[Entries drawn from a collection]
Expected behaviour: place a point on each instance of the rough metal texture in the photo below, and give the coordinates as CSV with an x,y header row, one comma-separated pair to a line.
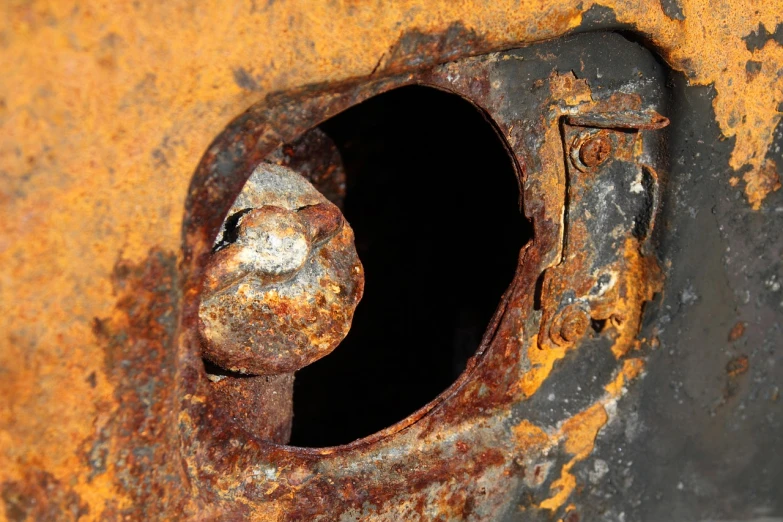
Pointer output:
x,y
281,288
107,108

§ **WHAT IS ASKED**: Transcribe every line of the entries above word for word, leaving out the pictures.

§ **SOLUTION TO THE PROBLEM**:
Expected behaviour: place a point on each instance of the rough metal texture in the photo below, and give the coordinates as CSV with an x,y header row, one comma-separated pair to a line.
Pointer output:
x,y
281,288
107,108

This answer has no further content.